-- Start --

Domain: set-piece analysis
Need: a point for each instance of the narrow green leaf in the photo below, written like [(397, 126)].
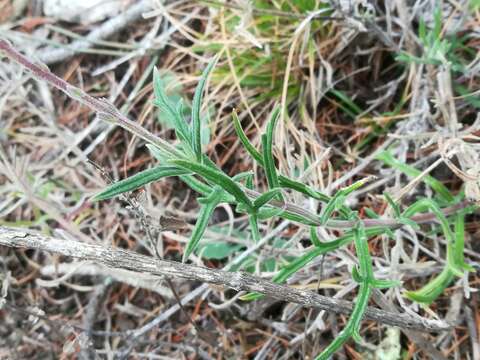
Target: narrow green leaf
[(217, 177), (175, 114), (302, 188), (433, 289), (208, 206), (385, 284), (196, 106), (253, 222), (303, 260), (459, 246), (267, 150), (138, 180), (265, 198), (357, 277), (393, 205), (387, 158), (336, 202)]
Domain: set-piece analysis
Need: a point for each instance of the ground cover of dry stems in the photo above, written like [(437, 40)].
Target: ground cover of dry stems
[(55, 154)]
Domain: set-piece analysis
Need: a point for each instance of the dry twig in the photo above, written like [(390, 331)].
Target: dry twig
[(129, 260)]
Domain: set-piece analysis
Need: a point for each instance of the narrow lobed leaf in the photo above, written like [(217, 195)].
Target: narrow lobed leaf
[(208, 206), (196, 134), (217, 177)]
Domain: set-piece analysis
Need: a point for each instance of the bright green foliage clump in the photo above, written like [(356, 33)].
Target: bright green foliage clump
[(194, 168)]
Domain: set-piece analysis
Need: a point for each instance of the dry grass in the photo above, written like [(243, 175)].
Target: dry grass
[(346, 97)]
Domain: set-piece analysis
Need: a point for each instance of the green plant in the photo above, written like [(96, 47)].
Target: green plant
[(188, 161)]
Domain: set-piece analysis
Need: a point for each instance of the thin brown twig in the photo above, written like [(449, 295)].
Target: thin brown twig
[(239, 281), (109, 113)]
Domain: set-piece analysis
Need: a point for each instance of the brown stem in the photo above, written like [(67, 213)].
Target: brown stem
[(109, 113)]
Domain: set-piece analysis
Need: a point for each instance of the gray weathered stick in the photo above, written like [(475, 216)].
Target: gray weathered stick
[(129, 260), (109, 113)]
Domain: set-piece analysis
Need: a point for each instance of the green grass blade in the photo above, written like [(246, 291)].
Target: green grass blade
[(138, 180), (196, 106), (287, 183)]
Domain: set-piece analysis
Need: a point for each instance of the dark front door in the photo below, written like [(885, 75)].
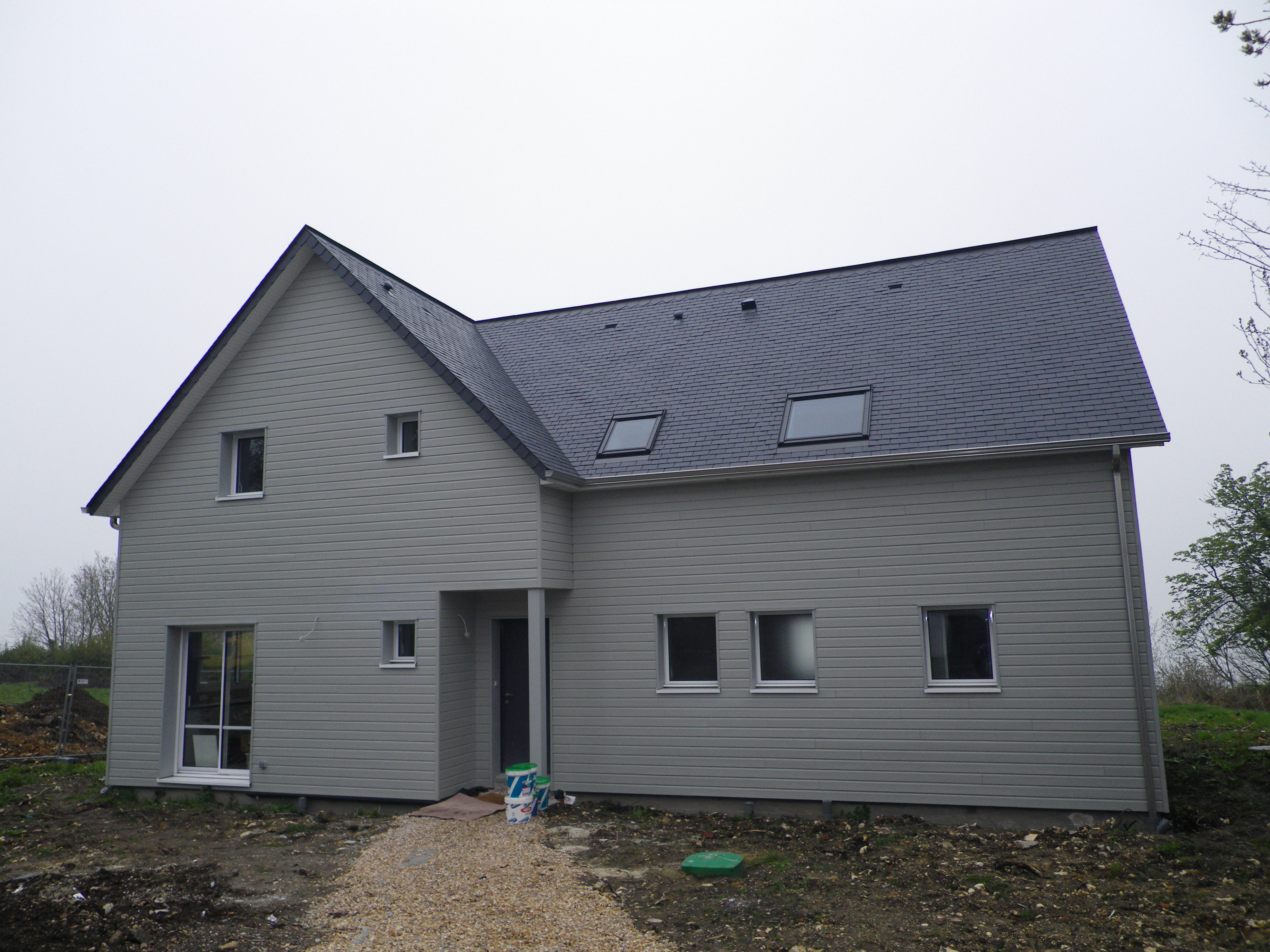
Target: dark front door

-- End --

Write out all the entries word for word, but skip any images.

▸ **WRITTEN ANSWER**
Domain: set-piece analysis
Need: a point for each instance of the narrow green leaf in the photo below, written like [(397, 126)].
Target: narrow green leaf
[(217, 177), (175, 114), (302, 188), (433, 289), (208, 206), (385, 284), (196, 106), (253, 222), (303, 260), (459, 246), (267, 150), (138, 180), (265, 198), (357, 277), (393, 205), (387, 158), (336, 202)]
Domain: set-piece analysis
Need: a point for each instance of the ground cover of dry stems in the photo above, written like [(437, 40)].
Target: ground cover of dry stems
[(55, 154)]
Domain: set-piece analysis
Need: a point for each instance of the dry twig in the photo above, written like [(390, 331)].
Target: dry twig
[(129, 260)]
Domain: set-piece analysis
Need: a point for each instance of the narrow lobed leaf in the photo above, written like [(217, 195)].
Target: narrow lobed leaf
[(208, 206), (196, 134), (217, 177)]
Domain: set-piece analysis
Need: a point for each instance of the bright green foliage clump in the photo above, written like [(356, 33)].
Target: bright green foliage clump
[(194, 168)]
Domain: set-piece analysis
Need: a point for each instance of the dry grass in the photo above, written like [(243, 175)].
Target: dry grass
[(346, 97)]
Domain: set-piece analysis
Need: a point for each instance of the green plant in the photo above, written like [(96, 47)].
Target: green plant
[(188, 161)]
Domain: set-piece analysis
Need: a point for each instance of the thin brown twig in the photo above, written like [(449, 295)].
Target: thin brown twig
[(239, 281), (109, 113)]
Domain: set-piece analysis
Need: a point for each instance of the brown stem in the photo above, written like [(67, 213)].
Target: brown stem
[(109, 113)]
Domain: set-piece analysis
Need: a point for each instance of the gray weathered stick in the photo above, written like [(475, 216)].
Target: gray weathered stick
[(129, 260), (109, 113)]
Domain: set-piece analysis
Need: a point for each instance of the green grass blade in the photo above, written like [(246, 291)].
Target: green grass blade
[(138, 180), (196, 106), (287, 183)]
Domain: set-piece analysis
Need: a point for each instance of the dark front door in the photo below, written like [(885, 75)].
Target: dark front door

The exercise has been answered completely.